[Collected data entries]
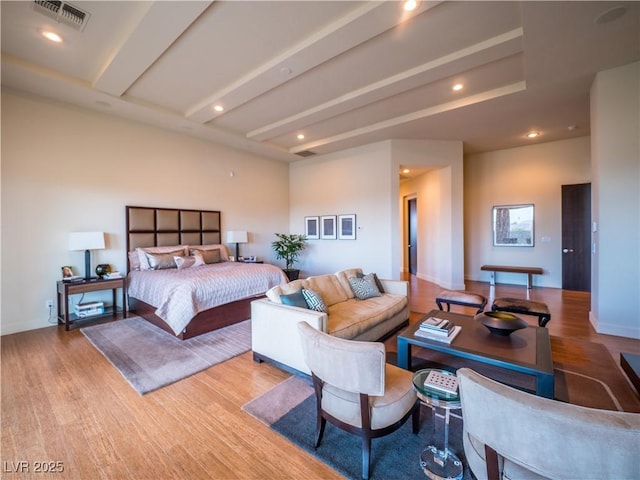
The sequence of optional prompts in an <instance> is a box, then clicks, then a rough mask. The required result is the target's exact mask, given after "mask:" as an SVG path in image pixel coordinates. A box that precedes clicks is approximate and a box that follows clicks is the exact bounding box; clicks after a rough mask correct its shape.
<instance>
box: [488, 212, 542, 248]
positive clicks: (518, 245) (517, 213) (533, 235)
mask: <svg viewBox="0 0 640 480" xmlns="http://www.w3.org/2000/svg"><path fill="white" fill-rule="evenodd" d="M533 226H534V215H533V205H497V206H495V207H493V244H494V245H495V246H505V247H533V245H534V229H533Z"/></svg>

### [PROBLEM DETAILS]
Print all the lines above exactly as they are, but without the pictures.

### [SOLUTION TO THIS EXERCISE]
The sequence of optional prompts in an <instance> is a box, then clicks, then a rough mask. The required result is the target's exact mask, given after "mask:" as an SVG path in image pixel coordinates. A box that precedes clicks is approximate and a box that follows clicks is the exact bounding box; clicks after a rough mask correct its shape.
<instance>
box: [488, 212, 542, 248]
positive clicks: (518, 245) (517, 213) (533, 235)
mask: <svg viewBox="0 0 640 480" xmlns="http://www.w3.org/2000/svg"><path fill="white" fill-rule="evenodd" d="M533 226H534V215H533V205H497V206H495V207H493V244H494V245H495V246H505V247H533V245H534V229H533Z"/></svg>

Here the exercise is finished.